**To be done**
Reproduce the records below in full and exactly, without their images.
----------
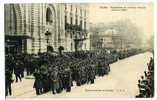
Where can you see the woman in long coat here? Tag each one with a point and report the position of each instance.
(55, 81)
(38, 82)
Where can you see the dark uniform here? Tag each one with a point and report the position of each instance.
(17, 71)
(38, 82)
(8, 81)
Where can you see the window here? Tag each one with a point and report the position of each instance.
(49, 16)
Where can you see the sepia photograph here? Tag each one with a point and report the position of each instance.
(79, 50)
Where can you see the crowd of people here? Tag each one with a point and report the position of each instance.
(146, 83)
(56, 73)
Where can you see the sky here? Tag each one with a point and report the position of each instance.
(140, 14)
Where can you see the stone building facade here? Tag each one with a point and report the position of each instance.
(32, 28)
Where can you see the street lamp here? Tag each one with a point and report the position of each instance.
(47, 34)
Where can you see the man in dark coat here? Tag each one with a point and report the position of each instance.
(38, 83)
(68, 79)
(17, 71)
(8, 81)
(54, 80)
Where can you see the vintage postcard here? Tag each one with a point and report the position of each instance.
(79, 50)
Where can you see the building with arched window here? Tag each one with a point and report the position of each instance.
(31, 28)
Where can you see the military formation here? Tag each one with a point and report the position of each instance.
(56, 73)
(146, 83)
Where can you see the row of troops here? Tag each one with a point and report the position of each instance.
(146, 83)
(59, 72)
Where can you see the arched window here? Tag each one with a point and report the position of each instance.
(49, 16)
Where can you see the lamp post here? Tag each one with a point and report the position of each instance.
(47, 34)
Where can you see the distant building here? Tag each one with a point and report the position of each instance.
(32, 28)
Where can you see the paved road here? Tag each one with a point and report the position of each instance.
(121, 82)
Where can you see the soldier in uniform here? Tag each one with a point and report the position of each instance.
(17, 71)
(8, 81)
(38, 82)
(68, 79)
(54, 79)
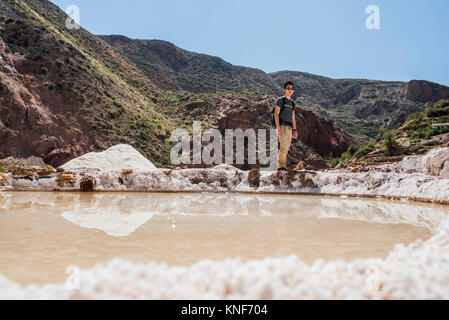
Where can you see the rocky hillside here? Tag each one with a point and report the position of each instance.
(67, 92)
(173, 68)
(359, 107)
(318, 138)
(421, 132)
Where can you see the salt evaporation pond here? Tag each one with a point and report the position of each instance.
(44, 233)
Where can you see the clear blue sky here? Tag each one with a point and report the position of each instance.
(325, 37)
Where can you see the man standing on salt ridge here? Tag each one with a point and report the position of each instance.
(284, 117)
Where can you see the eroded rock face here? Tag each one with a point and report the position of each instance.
(425, 91)
(435, 160)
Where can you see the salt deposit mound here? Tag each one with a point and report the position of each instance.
(119, 157)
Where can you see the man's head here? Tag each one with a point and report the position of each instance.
(289, 88)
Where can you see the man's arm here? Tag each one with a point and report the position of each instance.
(277, 111)
(295, 130)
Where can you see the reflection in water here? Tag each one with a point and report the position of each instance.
(43, 233)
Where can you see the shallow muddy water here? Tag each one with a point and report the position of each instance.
(41, 234)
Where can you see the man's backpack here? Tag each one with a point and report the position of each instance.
(273, 111)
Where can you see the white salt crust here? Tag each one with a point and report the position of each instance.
(417, 271)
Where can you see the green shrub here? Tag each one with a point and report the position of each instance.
(437, 112)
(353, 149)
(363, 151)
(441, 104)
(382, 132)
(390, 143)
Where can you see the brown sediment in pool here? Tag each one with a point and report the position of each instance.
(44, 233)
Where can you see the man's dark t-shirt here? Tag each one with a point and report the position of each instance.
(286, 116)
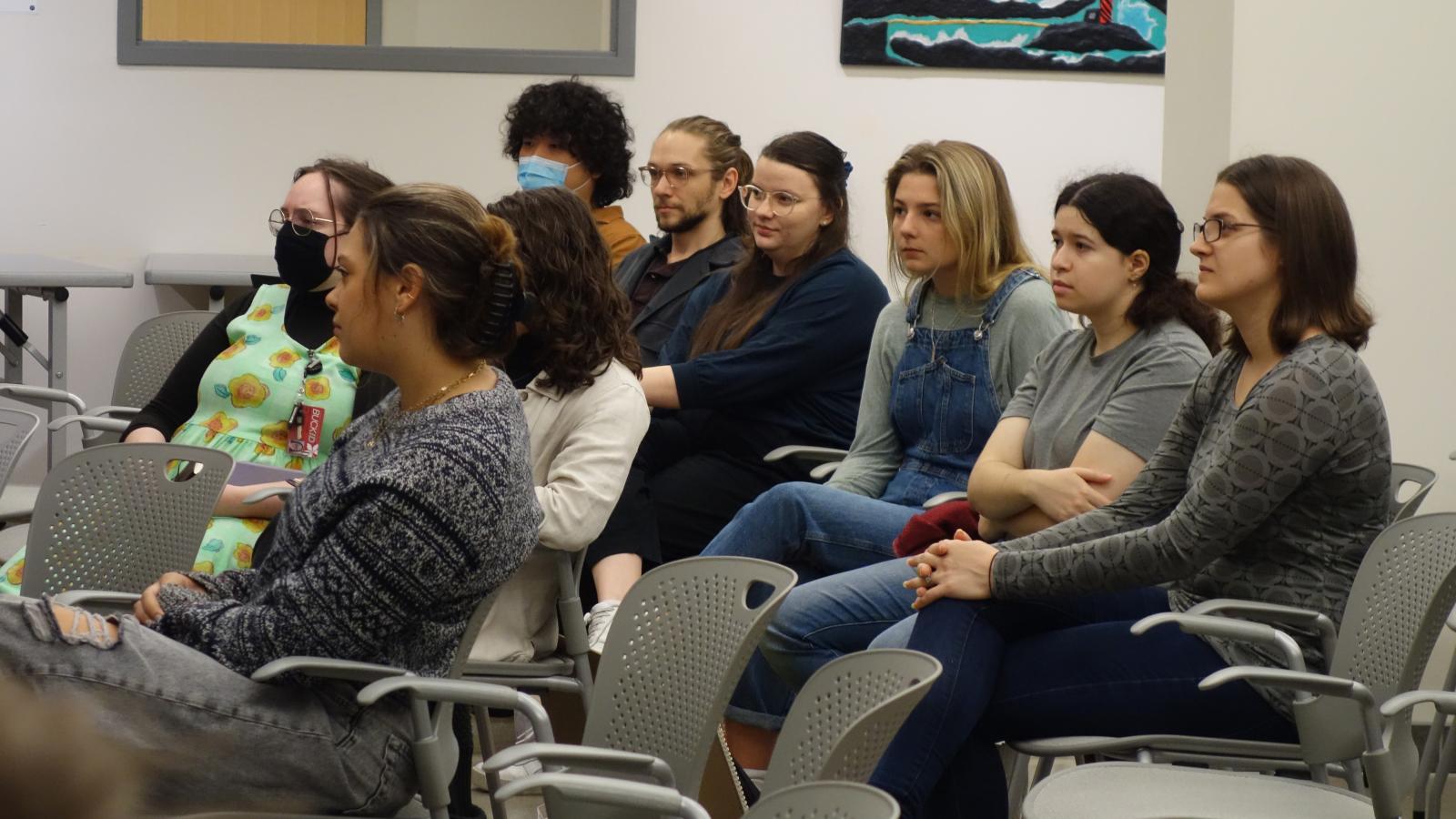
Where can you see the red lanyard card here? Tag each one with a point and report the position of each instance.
(305, 430)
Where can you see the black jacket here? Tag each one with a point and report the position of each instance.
(659, 319)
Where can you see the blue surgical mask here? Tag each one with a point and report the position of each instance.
(539, 172)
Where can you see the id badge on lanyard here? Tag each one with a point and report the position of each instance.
(306, 423)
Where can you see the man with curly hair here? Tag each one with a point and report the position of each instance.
(571, 135)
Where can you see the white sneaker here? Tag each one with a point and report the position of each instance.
(599, 622)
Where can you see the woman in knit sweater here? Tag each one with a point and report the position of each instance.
(1270, 486)
(422, 509)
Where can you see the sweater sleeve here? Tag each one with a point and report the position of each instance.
(586, 479)
(813, 329)
(177, 401)
(1152, 494)
(313, 610)
(1279, 439)
(877, 452)
(1028, 322)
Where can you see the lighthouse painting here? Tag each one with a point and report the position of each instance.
(1056, 35)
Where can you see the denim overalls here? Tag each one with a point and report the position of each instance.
(943, 402)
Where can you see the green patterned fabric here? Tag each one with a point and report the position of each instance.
(244, 402)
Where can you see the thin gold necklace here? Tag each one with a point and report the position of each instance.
(433, 398)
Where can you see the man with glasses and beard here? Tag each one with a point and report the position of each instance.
(693, 172)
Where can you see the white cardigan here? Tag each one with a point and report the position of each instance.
(581, 448)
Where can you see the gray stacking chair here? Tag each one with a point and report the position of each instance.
(568, 668)
(431, 704)
(111, 519)
(1402, 474)
(679, 644)
(846, 714)
(146, 361)
(1402, 593)
(823, 460)
(810, 800)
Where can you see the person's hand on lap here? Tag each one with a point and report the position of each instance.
(149, 608)
(958, 569)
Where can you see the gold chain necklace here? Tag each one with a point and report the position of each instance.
(433, 398)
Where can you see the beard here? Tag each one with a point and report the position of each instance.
(686, 222)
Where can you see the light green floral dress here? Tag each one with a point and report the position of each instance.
(244, 404)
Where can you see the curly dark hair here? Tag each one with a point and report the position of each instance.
(581, 317)
(589, 121)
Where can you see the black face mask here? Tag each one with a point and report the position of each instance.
(300, 259)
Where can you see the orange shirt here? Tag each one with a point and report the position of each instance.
(616, 232)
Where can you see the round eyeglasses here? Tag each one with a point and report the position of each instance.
(677, 175)
(302, 220)
(781, 203)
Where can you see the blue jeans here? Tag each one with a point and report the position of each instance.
(817, 622)
(1062, 666)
----------
**Finished answer**
Where can you see the woman in long coat here? Tag each one with a point and report the position of each instance.
(55, 81)
(38, 82)
Where can you see the dark uniform here? Tag each one with a point and report the position of each instance.
(17, 71)
(38, 82)
(8, 81)
Where can you see the window here? Tag each one with a point and report the position of each instance.
(49, 16)
Where can you see the sepia photograph here? Tag each one with a point and report the position of each instance.
(79, 50)
Where can you see the crowd of people here? Tag each one with a point and report the position of each instance.
(146, 83)
(56, 73)
Where can you see the sky here? Tag each one with a point and report the position of each instance.
(140, 14)
Where can you see the stone building facade here? Tag each one with a point and report the position of each instance.
(32, 28)
Where can you see the street lamp here? Tag each one with a point and report the position of each instance.
(47, 34)
Where can you see the man in dark coat here? Tag each one with a point and report the position of each instance.
(38, 83)
(68, 79)
(17, 71)
(8, 81)
(54, 80)
Where can you see the vintage postcard here? Tag each one with a point and report the position of each instance.
(79, 50)
Where can you see the building with arched window here? Tag each one with a point and report the position of each instance.
(31, 28)
Where can you see the military formation here? Tag each one with a point and report the position of each instance.
(56, 73)
(146, 83)
Where can you see the row of troops here? Tag each one with a point and report the position of each instance.
(146, 83)
(59, 72)
Where can you see the arched window here? Tag each one with a point and report the position of each instance.
(49, 16)
Where can you see the lamp post here? Tag each one with a point and report the position of each instance.
(47, 34)
Where can you see the distant building here? Tag each one with a point and report the position of each instance.
(32, 28)
Where can you see the paved road here? Tag each one with a point and report the position of each instance.
(121, 82)
Where can you see the soldier in uniform here? Tag each one with a point and report the position of each instance.
(17, 71)
(8, 81)
(38, 82)
(68, 79)
(54, 79)
Where can you see the rocky hillside here? Tag each one with a point and report the position of each instance.
(67, 92)
(173, 68)
(359, 107)
(318, 138)
(421, 132)
Where can you see the salt evaporation pond here? Tag each one with a point and report the position of each instance.
(44, 233)
Where can you see the clear blue sky here? Tag each one with a point and report the position of each instance.
(325, 37)
Where can you see the man standing on salt ridge here? Tag each one with a point and report the position of each instance.
(284, 117)
Where can you see the eroded rock face here? Tag each one with a point and report the position of each instance.
(425, 91)
(435, 160)
Where can you see the salt deposit mound here? Tag each one with a point and report the position of each instance.
(119, 157)
Where can you see the man's head here? Tag each one with a point and report the position of each instance.
(289, 88)
Where can you see the man's arm here? Tag each one with a point and report the position of each instance.
(277, 111)
(295, 130)
Where can you see the reflection in water here? Tag each one with a point and report the position of each instance.
(43, 233)
Where can you see the shallow muddy water here? Tag each one with a point and report the position of each instance.
(41, 234)
Where can you see the man's backpack here? Tag each one with a point and report the position of each instance.
(273, 111)
Where can you see the white salt crust here? Tag each one with a point and report the position of each instance.
(417, 271)
Where can you see the green shrub here? Tag each one with a point and report the position of each instance.
(437, 112)
(353, 149)
(363, 151)
(441, 104)
(382, 132)
(390, 143)
Where can you see the brown sediment in pool here? Tag each one with a point and report the position of each instance.
(44, 233)
Where can you see the man's dark t-shirt here? Tag each one with a point and report the position of each instance.
(286, 116)
Where can you see the red lanyard card here? Tag each one with a point and report the position of each instance.
(305, 430)
Where can you see the black jacket here? Tag each one with a point and report the position of each instance.
(659, 319)
Where can you see the blue surgical mask here? Tag each one with a point and report the position of each instance.
(539, 172)
Where can you see the id badge on lanyard here? Tag each one with a point and report the position of each instance.
(306, 423)
Where can you see the man with curly hair here? Tag each one with a point and report the position of each instance.
(571, 135)
Where can you see the white sneaker here? Tag each one with a point and report the position of each instance.
(599, 622)
Where can you see the woman in knit sweater here? Tag each one with a point and report the position of each instance.
(1270, 486)
(422, 509)
Where can you see the sweater sleeve here? Tag each one with a point and report the position of each instance.
(586, 479)
(813, 329)
(177, 401)
(1152, 494)
(313, 610)
(1279, 439)
(877, 452)
(1028, 322)
Where can you see the lighthouse painting here? Tag each one with a point and report the position of each instance.
(1056, 35)
Where can you see the denim overalls here? Tag each one with a point and report the position of each instance.
(943, 402)
Where can you see the green patterned fabric here? Tag each one with a point and report the position of each instance.
(244, 402)
Where can you see the thin gold necklace here? Tag each one with a point and report the position of each instance.
(433, 398)
Where can you see the man with glasses and beard here? Tag each one with a point and report the position of each instance.
(693, 172)
Where can you see the white cardigan here? Tag each one with a point and report the position of each instance.
(581, 448)
Where can you see the gray stacking chair here? Tag each one with a point and report the position of each instance.
(568, 668)
(431, 704)
(111, 519)
(1402, 474)
(679, 644)
(846, 714)
(146, 361)
(1402, 593)
(823, 460)
(810, 800)
Where can you see the person's hand on lap here? Tag each one with a point and report the position of each instance.
(149, 608)
(958, 569)
Where can you see the gold chain necklace here? Tag each one with a point and report the position of each instance.
(433, 398)
Where can you see the beard here? Tag each one with a point and report the position of each instance.
(686, 222)
Where can you see the light green floral dress here? Tag each one with a point and report the position of each instance.
(244, 404)
Where can you see the curly dark hair here? Tag each one with a point and report the position of each instance.
(581, 317)
(589, 121)
Where can you see the black face mask here? Tag each one with a point and report the position of each instance.
(300, 259)
Where can you see the orange shirt here? Tag each one with a point and report the position of each instance.
(616, 232)
Where can you see the round eyeglasses here? Tag each one with a point and report the position of each instance.
(677, 175)
(302, 220)
(781, 203)
Where can you see the blue jeans here? Tag each one with a point and report the position of each instance.
(817, 622)
(1062, 666)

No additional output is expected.